• SOURCE DOCUMENT:
The Justice Department under former U.S. Attorney General Merrick Garland actively sought out a “federal hook” to justify going after parents protesting at school board meetings, internal communications show.
The efforts included workshopping ways within a legal framework to prosecute parents, concerned at the time with mask mandates, critical race theory teachings in K-12 classrooms, and transgender school policies.
In an email on Oct. 1, 2021, Tamarra Matthews-Johnson, who served as Garland’s counsel in the Office of the Attorney General, forwarded press clips to Kevin Chambers of the Deputy Attorney General’s Office, writing, “Just checking that you were aware,” in reference to the NSBA letter.
“We’re aware; the challenge here is finding a federal hook,” Chambers replied around a half hour later. “But WH has been in touch about whether we can assist in some form or fashion.”
That Saturday, Oct. 2, 2021, the morning following the “federal hook” email, then-deputy associate U.S. attorney general Sparkle Sooknanan, now a Biden-appointed federal judge, contacted a team of attorneys in the DOJ’s Civil Rights Division requesting an over-the-weekend turnaround to identify “any authorities CRT enforces that could help address the issue.”
“You might have seen this letter to the President and accompanying reporting on threats against school board members. The Department may need to say something publicly today about its response to these threat, so unfortunately this is a quick-turn request,” Sooknanan said.
Sooknanan looped in Robert Moossy and Pamela Karlan, both top attorneys in the department’s Civil Rights Division, “in the event this might be actionable.”

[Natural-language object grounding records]
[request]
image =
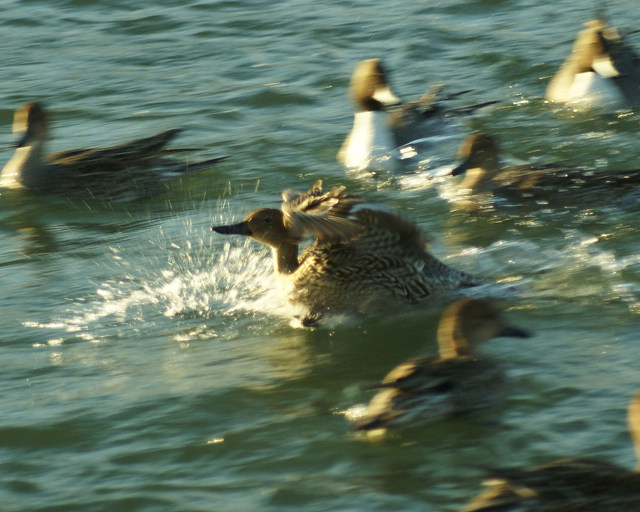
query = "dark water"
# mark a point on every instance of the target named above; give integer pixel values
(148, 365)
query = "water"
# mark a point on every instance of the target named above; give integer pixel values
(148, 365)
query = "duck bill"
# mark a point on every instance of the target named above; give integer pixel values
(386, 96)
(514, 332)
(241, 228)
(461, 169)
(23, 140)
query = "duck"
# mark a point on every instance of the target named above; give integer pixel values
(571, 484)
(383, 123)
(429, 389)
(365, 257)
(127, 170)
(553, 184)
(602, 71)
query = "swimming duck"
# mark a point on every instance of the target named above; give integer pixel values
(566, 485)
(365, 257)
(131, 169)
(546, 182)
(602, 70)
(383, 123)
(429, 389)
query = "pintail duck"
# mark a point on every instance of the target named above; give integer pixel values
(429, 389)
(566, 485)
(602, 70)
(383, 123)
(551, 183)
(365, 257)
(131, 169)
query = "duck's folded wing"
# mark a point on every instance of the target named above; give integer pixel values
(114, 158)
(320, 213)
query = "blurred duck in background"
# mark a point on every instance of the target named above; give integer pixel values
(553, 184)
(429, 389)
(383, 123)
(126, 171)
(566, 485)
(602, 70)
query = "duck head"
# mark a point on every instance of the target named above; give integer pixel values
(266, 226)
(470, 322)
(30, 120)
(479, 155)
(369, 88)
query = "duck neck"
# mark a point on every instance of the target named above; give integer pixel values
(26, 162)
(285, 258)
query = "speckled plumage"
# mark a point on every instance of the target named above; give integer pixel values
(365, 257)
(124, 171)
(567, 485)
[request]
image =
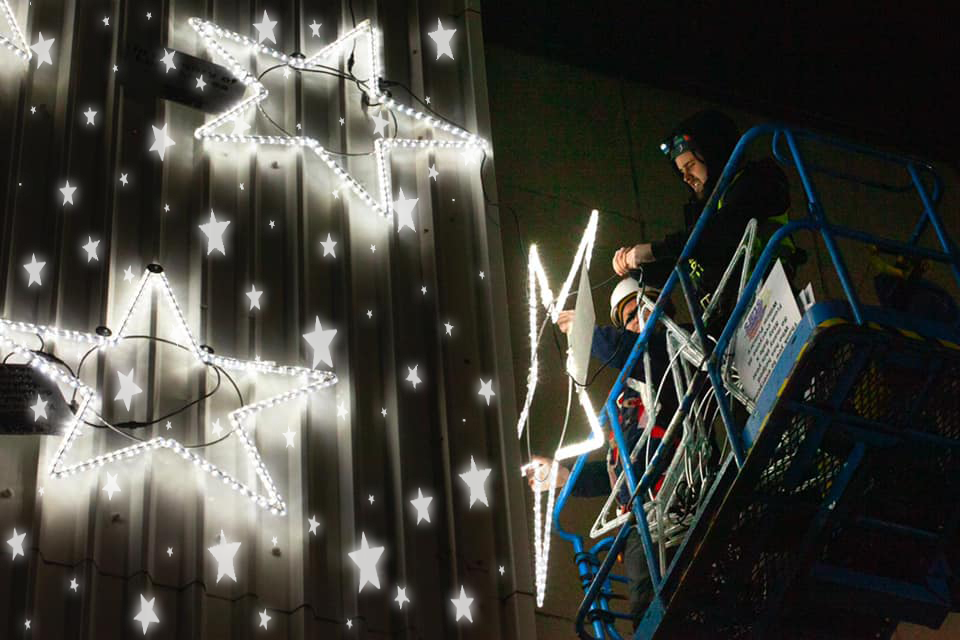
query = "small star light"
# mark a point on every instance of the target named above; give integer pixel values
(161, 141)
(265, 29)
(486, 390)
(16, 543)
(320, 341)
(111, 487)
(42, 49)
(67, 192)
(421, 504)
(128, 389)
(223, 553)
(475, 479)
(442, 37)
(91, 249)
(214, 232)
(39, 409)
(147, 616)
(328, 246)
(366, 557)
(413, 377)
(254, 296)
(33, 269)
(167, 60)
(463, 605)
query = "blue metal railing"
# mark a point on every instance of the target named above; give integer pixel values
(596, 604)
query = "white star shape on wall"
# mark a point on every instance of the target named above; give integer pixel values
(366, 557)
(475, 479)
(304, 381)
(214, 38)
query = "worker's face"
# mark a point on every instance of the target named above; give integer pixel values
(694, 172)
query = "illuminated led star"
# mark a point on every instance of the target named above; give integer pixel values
---
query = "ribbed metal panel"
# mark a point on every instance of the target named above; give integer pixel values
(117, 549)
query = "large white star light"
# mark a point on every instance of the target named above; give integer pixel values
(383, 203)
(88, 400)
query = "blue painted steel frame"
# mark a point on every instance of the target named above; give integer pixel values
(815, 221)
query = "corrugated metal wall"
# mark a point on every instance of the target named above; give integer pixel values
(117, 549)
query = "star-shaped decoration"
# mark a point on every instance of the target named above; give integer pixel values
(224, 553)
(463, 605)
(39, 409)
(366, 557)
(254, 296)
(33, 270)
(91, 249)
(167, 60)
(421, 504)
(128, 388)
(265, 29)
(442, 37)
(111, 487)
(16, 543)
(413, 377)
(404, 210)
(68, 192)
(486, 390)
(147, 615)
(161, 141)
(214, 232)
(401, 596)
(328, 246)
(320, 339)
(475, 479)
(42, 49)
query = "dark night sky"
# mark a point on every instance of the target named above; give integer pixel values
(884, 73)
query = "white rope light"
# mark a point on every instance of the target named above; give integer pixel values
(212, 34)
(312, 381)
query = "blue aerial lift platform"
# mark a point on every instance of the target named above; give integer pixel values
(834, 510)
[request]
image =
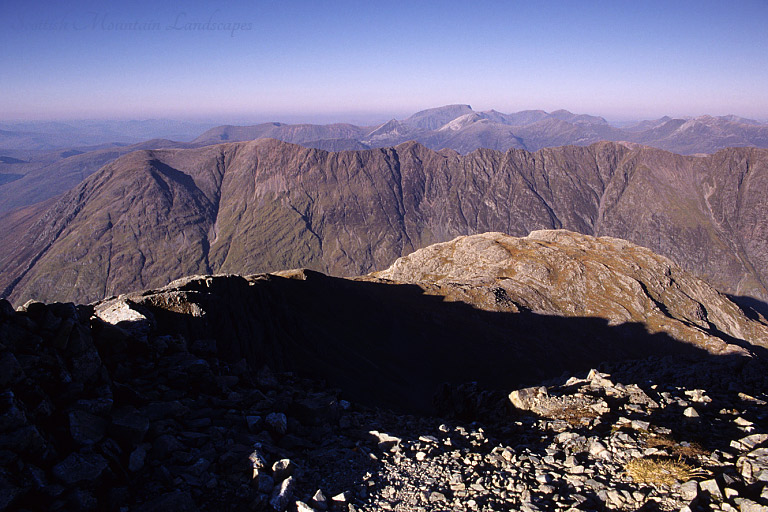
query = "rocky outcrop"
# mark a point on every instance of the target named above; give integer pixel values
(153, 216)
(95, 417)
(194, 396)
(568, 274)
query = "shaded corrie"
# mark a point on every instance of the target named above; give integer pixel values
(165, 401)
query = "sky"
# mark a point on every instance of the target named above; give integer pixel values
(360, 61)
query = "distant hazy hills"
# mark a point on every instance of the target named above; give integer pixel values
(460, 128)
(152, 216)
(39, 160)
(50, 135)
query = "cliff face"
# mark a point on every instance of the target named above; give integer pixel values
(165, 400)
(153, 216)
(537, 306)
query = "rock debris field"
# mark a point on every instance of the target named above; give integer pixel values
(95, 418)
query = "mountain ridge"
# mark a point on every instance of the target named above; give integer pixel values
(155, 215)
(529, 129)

• WHAT YOU WILL DO:
1. Rewrite the Justice Department article from "The Justice Department" up to and including "internal communications show.", changing "parents" to "families".
2. Pick up the article on the Justice Department and school board protests after its final sentence and keep writing it.

• LIST OF ANSWERS:
1.
The Justice Department under former U.S. Attorney General Merrick Garland actively sought out a “federal hook” to justify going after families protesting at school board meetings, internal communications show.

2.
Karland initially advised that the instances cited by the NSBA “likely fall outside of our jurisdiction.” After back-and-forth all day between parties, Karlan told Sooknanan, “I think this is the end of the line.” To which, Sooknanan said, “Thanks very much, Pam. I’ll pass this on.”
On Sunday, Oct. 3, 2021, one day prior to the publication of Garland’s memo, a career attorney in the Civil Rights Division expressed concerns directly to Moossy after examining the NSBA letter, citing a lack of statutory authority or legal basis to target otherwise First Amendment-protected speech.
“It seems that we are ramping up an awful lot of federal manpower for what is currently a non-federal conduct,” the attorney directly told Moossy via email. “It appears to me that the vast, vast majority of the behavior cited cannot be reached by federal law. I only saw three stories that involved what sounded like a possible ‘true threat’ and one of those (the Norfolk story) did not appear to be related to masks, etc.”
The attorney noted, “Almost all of the language being used is protected by the First Amendment, the main issue seems to be disruption and obstruction of school board meetings, which could be reached by local trespassing laws or disturbance of the peace laws, but nothing remotely federal.”
“So it seems that we are ramping up an awful lot of federal manpower for what is currently a non-federal conduct,” the attorney continued.
However, the attorney suggested “something like the FACE Act,” a federal law protecting access to abortion clinics, in order to “criminaliz[e] physical obstruction of schools and school board meetings.”
FBI ORDERED TO RELEASE DOCUMENTS ABOUT BUREAU’S RESPONSE TO NSBA LETTER
America First Legal says these newly uncovered documents “complete the timeline of events” that occurred between the NSBA letter and Garland’s department-wide memo.
In a statement on the legal group’s findings, America First Legal president Gene Hamilton said, “The Biden Administration appears to have engaged in a conspiracy that was ultimately aimed at depriving parents of two fundamental rights—the right to speak, and the right to direct the upbringing of their children.”